### Task
Report all lines in the records that hold the string "whole".

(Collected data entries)
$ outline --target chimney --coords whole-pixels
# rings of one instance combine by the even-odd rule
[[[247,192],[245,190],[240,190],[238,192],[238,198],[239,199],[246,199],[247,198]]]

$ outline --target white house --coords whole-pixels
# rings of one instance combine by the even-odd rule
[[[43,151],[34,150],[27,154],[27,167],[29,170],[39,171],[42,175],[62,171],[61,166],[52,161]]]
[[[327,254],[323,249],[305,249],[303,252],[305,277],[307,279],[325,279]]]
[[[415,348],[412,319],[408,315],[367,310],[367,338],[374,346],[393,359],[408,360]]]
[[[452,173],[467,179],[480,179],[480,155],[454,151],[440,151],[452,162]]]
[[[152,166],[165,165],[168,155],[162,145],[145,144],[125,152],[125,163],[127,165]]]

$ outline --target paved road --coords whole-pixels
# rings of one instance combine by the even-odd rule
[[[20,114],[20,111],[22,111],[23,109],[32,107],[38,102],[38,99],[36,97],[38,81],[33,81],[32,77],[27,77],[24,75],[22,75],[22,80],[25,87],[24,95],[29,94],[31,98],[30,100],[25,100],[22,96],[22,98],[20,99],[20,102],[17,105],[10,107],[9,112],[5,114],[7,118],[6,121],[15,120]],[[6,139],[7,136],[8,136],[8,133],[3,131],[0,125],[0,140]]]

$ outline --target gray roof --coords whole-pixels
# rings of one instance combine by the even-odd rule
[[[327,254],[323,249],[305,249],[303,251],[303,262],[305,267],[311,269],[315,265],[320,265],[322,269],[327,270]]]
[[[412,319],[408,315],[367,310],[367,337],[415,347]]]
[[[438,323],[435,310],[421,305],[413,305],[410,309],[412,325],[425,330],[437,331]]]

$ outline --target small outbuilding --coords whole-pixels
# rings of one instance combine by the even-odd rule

### Written answer
$ outline --target chimney --coords whole-pixels
$ outline --target white house --coords whole-pixels
$ outline --target paved road --coords whole-pixels
$ outline --target gray roof --coords whole-pixels
$ outline --target small outbuilding --coords whole-pixels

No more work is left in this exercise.